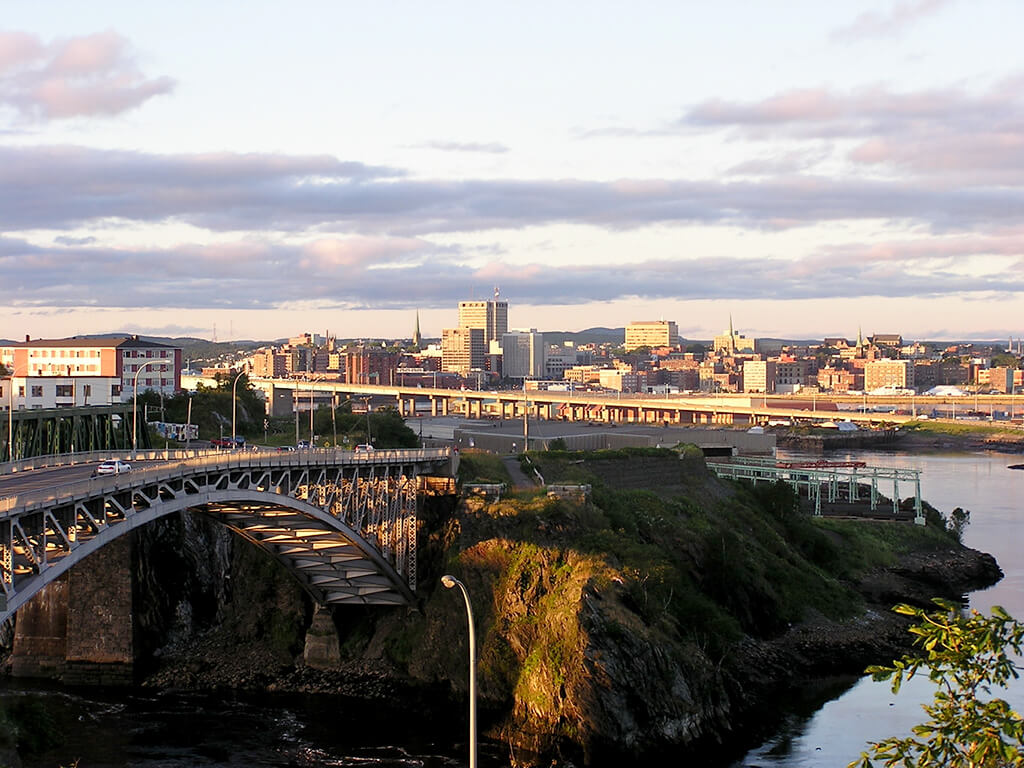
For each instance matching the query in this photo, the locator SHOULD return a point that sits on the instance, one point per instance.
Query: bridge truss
(344, 525)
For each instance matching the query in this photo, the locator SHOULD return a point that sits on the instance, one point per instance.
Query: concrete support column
(323, 650)
(41, 634)
(100, 633)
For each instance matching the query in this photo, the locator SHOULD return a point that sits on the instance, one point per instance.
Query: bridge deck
(343, 522)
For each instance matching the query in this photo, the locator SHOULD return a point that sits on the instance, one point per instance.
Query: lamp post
(235, 383)
(367, 401)
(10, 414)
(134, 406)
(450, 582)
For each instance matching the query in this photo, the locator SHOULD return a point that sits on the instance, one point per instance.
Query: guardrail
(217, 460)
(94, 457)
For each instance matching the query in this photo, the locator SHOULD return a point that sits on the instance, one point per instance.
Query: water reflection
(172, 729)
(840, 730)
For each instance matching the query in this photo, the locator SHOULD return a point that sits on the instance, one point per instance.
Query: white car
(113, 467)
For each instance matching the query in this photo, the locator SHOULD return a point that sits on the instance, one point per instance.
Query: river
(838, 730)
(152, 729)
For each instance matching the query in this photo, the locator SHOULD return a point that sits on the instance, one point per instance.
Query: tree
(965, 655)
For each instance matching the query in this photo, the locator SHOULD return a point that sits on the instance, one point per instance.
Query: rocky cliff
(634, 623)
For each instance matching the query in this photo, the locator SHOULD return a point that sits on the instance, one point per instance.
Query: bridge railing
(217, 460)
(95, 457)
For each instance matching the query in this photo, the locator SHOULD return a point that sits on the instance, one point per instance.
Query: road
(39, 479)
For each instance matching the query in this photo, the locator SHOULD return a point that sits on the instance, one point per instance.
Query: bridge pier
(41, 634)
(323, 649)
(80, 628)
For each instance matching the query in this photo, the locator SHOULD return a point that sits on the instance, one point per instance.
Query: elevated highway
(617, 408)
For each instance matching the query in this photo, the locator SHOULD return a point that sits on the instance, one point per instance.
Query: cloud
(492, 147)
(973, 139)
(404, 272)
(64, 187)
(93, 75)
(902, 15)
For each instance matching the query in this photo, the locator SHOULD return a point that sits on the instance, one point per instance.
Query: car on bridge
(114, 467)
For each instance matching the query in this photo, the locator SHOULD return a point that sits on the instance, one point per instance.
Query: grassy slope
(605, 623)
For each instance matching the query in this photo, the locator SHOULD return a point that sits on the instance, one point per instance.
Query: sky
(257, 170)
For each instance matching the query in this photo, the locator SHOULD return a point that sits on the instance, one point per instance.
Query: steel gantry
(835, 482)
(343, 523)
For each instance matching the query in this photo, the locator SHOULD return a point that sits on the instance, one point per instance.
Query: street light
(450, 582)
(367, 401)
(10, 415)
(235, 383)
(134, 406)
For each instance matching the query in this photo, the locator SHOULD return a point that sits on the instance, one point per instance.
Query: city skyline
(341, 166)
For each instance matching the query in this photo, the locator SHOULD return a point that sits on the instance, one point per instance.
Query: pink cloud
(16, 48)
(78, 77)
(902, 15)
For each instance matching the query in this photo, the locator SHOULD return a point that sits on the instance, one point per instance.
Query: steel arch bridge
(343, 523)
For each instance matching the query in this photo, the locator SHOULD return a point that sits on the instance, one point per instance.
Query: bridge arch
(345, 527)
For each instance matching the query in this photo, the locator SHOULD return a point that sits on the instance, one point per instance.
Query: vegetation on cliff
(612, 625)
(965, 655)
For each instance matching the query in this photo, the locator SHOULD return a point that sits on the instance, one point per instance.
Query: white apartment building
(61, 373)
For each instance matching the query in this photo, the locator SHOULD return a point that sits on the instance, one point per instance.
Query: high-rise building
(489, 316)
(651, 334)
(370, 366)
(523, 355)
(463, 349)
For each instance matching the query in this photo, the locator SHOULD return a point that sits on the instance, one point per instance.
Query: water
(837, 733)
(150, 729)
(172, 729)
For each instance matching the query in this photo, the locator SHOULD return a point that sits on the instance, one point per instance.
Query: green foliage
(966, 656)
(937, 427)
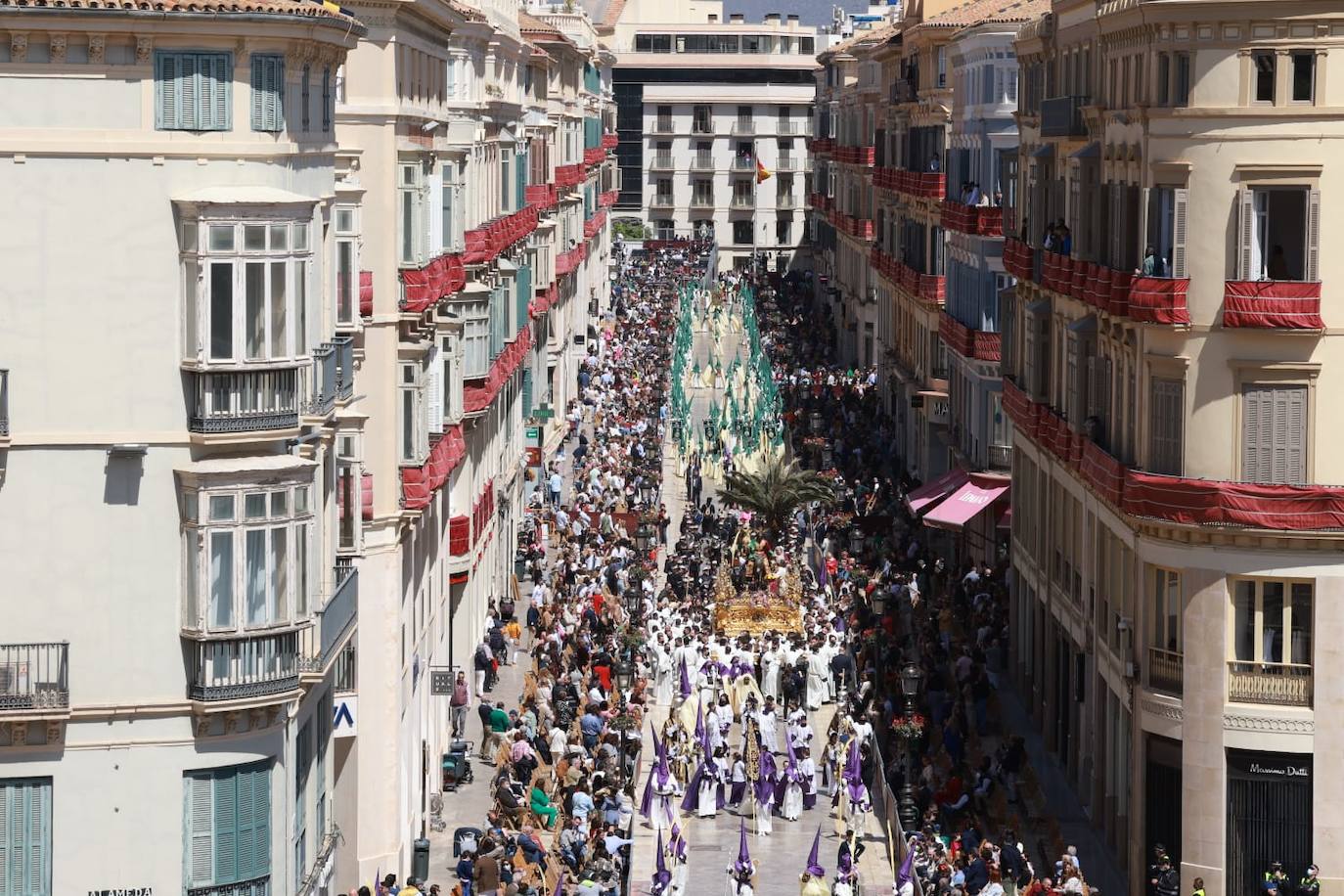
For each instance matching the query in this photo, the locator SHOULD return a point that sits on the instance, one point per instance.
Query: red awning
(926, 495)
(969, 501)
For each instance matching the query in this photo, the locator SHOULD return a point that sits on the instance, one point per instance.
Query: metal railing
(344, 367)
(34, 676)
(1165, 670)
(1282, 684)
(1000, 457)
(244, 666)
(335, 621)
(245, 400)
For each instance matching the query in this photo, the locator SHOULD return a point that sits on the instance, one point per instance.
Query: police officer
(1309, 885)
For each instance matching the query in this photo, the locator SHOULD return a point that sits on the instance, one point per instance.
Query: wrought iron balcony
(1165, 670)
(1282, 684)
(245, 400)
(1063, 117)
(34, 677)
(243, 666)
(335, 621)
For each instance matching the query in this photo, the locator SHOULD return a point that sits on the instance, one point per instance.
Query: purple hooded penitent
(813, 857)
(661, 876)
(743, 864)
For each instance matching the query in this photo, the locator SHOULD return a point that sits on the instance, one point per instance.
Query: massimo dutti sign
(1269, 766)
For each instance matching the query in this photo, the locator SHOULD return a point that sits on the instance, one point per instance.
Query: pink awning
(963, 506)
(927, 493)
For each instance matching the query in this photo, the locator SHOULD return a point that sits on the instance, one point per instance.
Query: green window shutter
(167, 92)
(226, 828)
(25, 837)
(268, 83)
(214, 90)
(201, 829)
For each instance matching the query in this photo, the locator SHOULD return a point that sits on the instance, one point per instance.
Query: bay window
(247, 557)
(245, 289)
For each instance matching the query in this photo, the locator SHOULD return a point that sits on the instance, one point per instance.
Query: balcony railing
(245, 400)
(1063, 117)
(34, 676)
(1164, 670)
(335, 621)
(344, 367)
(1282, 684)
(244, 666)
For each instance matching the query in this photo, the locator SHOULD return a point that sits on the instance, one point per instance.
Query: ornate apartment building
(1165, 357)
(176, 593)
(345, 262)
(480, 187)
(712, 117)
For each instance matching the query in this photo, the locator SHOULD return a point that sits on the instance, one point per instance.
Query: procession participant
(813, 878)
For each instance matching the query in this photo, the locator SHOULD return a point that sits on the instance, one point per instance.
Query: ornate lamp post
(912, 679)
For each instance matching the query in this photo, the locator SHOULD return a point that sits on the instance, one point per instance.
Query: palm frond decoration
(776, 489)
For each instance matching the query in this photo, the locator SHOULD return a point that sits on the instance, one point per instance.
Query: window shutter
(258, 93)
(1181, 204)
(1246, 234)
(1314, 237)
(201, 829)
(189, 93)
(226, 828)
(168, 111)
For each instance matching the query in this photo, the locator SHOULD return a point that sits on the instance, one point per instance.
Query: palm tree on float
(776, 489)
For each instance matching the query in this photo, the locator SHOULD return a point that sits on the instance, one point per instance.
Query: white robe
(819, 676)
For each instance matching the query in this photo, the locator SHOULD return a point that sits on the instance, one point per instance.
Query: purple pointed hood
(743, 863)
(661, 876)
(813, 857)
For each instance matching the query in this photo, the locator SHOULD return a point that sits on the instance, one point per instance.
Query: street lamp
(912, 679)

=======

◆ REQUIRED ACTION:
Set the listing down again exactly, skipping each picture.

◆ ANSWER TO THE PROBLEM:
For each instance matching the query in this photo, the locator SHOULD return a point that sits on the instance, one point per instance.
Query: bridge truss
(344, 525)
For each instance matching the query in this photo, the locator SHOULD return a point that sits on the instance, one point per instance.
Query: concrete support column
(323, 650)
(41, 634)
(100, 633)
For each instance matching the query in this photo, the locator SHOULD return a point that sits on the instance, one point per instance.
Query: bridge deck
(343, 522)
For each instance matching the query in this photo, the locator SHOULD return a point that sits on the instance, one point per instance.
Query: lamp post
(235, 383)
(367, 401)
(10, 414)
(134, 406)
(450, 582)
For each instance matching the query in this photo, the locator SHOULD return a point that sits on the instance, one point per instance.
Query: guardrail
(217, 460)
(94, 457)
For each instance matching the query in this photo, the locator SHOULD return a point that sits on the instance, one point per instance.
Query: water reflection
(172, 729)
(840, 730)
For each instance matching the query in this photo, the locator SHOULD return a point that sits on the instance, one point per instance.
Query: white car
(113, 467)
For each instance matching the query in this photo, the locator SHOULD return a point that sits on the instance, one point per instance.
Query: river
(838, 730)
(152, 729)
For each instance matching the query in this photo, the locator SHOULD return a point that sits on the instance, one point per instance.
Query: tree
(965, 655)
For each instance matching the query in this photo, the locator SHOULD return a point that sits on the instance, one point per instance.
Query: rocky cliff
(634, 623)
For each instance matching the query in this photo, the locator SHOULD return a point that sits on the instance, one point per instance.
Query: bridge railing
(217, 460)
(95, 457)
For each instance matching the query in this photo, the locator SHOULD return a point that sits on the instance, one point per instance.
Query: road
(39, 479)
For each instance matching the query in this photo, the locator SHOULD return a point that sits on the instance, one point per instance.
Query: bridge pier
(41, 634)
(323, 649)
(80, 628)
For each instance matching the query in this photo, the locator SHOULD return a point that sits on the instance, one point per instance.
Query: elevated highway
(617, 408)
For each instance matching the query in this photo, the locator SHOULD return a point that sits on the instance, one point per instance.
Query: cloud
(492, 147)
(973, 139)
(404, 272)
(64, 187)
(93, 75)
(902, 15)
For each instance matching the query in this photo, the locator SHOULD return a point that sits on the instance, one point per instance.
Query: car on bridge
(114, 467)
For each instance matching the query in this photo, the locator SHOULD return a point that sits on the instance, one point per instance.
Query: grassy slope
(605, 623)
For each instance matching the query in this photo, the locator SHOULD return a point that sits on the instance, one point per instance.
Query: sky
(257, 170)
For each instance matching the query in this photo, the locator SHOULD return a point that sits on the instance, one point per instance.
Query: steel gantry
(835, 482)
(343, 523)
For each instance matching the query in this photo, the locator SHOULD return a point that sits on the instance, one point per instance.
Query: street light
(450, 582)
(367, 401)
(10, 415)
(235, 383)
(134, 406)
For each instance matching the query in this photo, the locator SHOULD return a point that sits on the instance, one point per instance.
Query: city skyline
(341, 166)
For each instance matching the query in this photo, the locator SHOULD return a point that sits on the instance, one point per instance.
Query: pink cloud
(16, 48)
(78, 77)
(902, 15)
For each instance matching the query in this photo, the locator SHOULD return a point that sits on the instance, one point per instance.
Query: steel arch bridge
(343, 523)
For each instance matching the query in this photo, the locator SHOULD return a point that sits on the instance, one point per instance.
Query: bridge arch
(345, 527)
For each instance matching the query in this photo, the locator SHOULD return a point that sits on the instance, one point per instance.
Query: vegetation on cliff
(612, 625)
(965, 655)
For each instance matching the query in this photo, the locator SHOULD return a point that sits on the instance, one point per instance.
Query: white apartment building
(61, 373)
For each instance matching the query in this photo, the locator SHOULD return a point that sits on the instance, one point per instance.
Query: high-rise building
(489, 316)
(651, 334)
(370, 366)
(523, 355)
(463, 349)
For each instance matching the query in this photo, the locator SHOULD return a point that sits on the instance, one point per instance.
Query: water
(837, 733)
(150, 729)
(172, 729)
For each instance matching the query in this photo, the locator SHOULD return a point that sits on the instance, one point per instance.
Query: green foliage
(966, 656)
(937, 427)
For each instance matching the query in this photo, the locator SHOULD return a point that sits on the instance, one point per instance.
Query: red awning
(926, 495)
(969, 501)
For each instance matching the query in this photo, the locator SHOULD return a point that sits on the instance, one point per instance.
Query: metal railing
(344, 367)
(34, 676)
(1165, 670)
(1282, 684)
(1000, 457)
(244, 666)
(335, 621)
(245, 400)
For each instance matching the query in this photo, the locator SHOULD return a point that sits on the instance, one point per instance.
Query: police officer
(1309, 885)
For each instance matching the query in this photo, the locator SHOULD return a point that sits on the instance, one point per instance.
Query: wrought iron balcony
(1165, 670)
(1282, 684)
(245, 400)
(1063, 117)
(34, 677)
(243, 666)
(335, 621)
For each instance matching the query in this photo, the locator SHOULD return a point that sits on the instance, one point per instance.
Query: purple hooded penitent
(813, 857)
(661, 876)
(743, 864)
For each instance matching the query in this photo, the locator SHOULD return a point that sits on the instance, one point per instance.
Query: massimo dutti sign
(1269, 766)
For each instance matching the query in this photo, the locator SHOULD return a point that sits on the instance, one point per instance.
Query: pink awning
(963, 506)
(927, 493)
For each instance matching the query in this photo, the locator SHOULD return a point that sits on the instance, one point per instance.
Query: green window shutter
(167, 92)
(226, 828)
(25, 837)
(268, 83)
(214, 90)
(201, 829)
For each instance matching the query in this photo, the locator SHOULD return a point that sits on the instance, one point per instance.
Query: bay window
(247, 557)
(245, 289)
For each instance matching the query in this photo, the locator SHOULD return a point that sits on the instance, one point per instance.
Query: balcony railing
(245, 400)
(1063, 117)
(34, 676)
(1164, 670)
(335, 621)
(344, 367)
(1282, 684)
(244, 666)
For each instance matching the query in this photo, the locator SHOULD return a point that sits on the instance, one point per instance.
Query: ornate apartment building
(1165, 357)
(176, 593)
(345, 262)
(480, 187)
(712, 117)
For each instance matching the query in this photo, the locator SHOULD return a point that sits on the instance, one point per instance.
Query: procession participant
(813, 878)
For each instance matching the query in this photo, the locator SHOULD return a point that sits on the instance, one point per instance.
Query: ornate lamp post
(912, 679)
For each instance matching the query in this photo, the locator SHOULD return a point that sits on the instance, one point per instance.
Query: palm frond decoration
(776, 489)
For each instance matching the query in this photo, the locator SHOULD return a point that sits on the instance, one point per instance.
Query: window shutter
(258, 93)
(1181, 204)
(1246, 234)
(1314, 237)
(201, 829)
(189, 93)
(226, 828)
(168, 111)
For each instance matching the query in this photo, the locator SHOULD return a point that sits on the instance, one point per instance.
Query: palm tree on float
(776, 489)
For each instance matching the query in this photo, the locator SHOULD return a point that sits on the instance, one point per instance.
Query: white robe
(819, 676)
For each instance matching the query in this photo, the locator SHOULD return a point that sits on the instance, one point per instance.
Query: purple pointed hood
(743, 863)
(661, 876)
(813, 857)
For each instance matching the query in this photo, the locator SHOULD return a point that sits on the instance, one point per instance.
Query: street lamp
(912, 679)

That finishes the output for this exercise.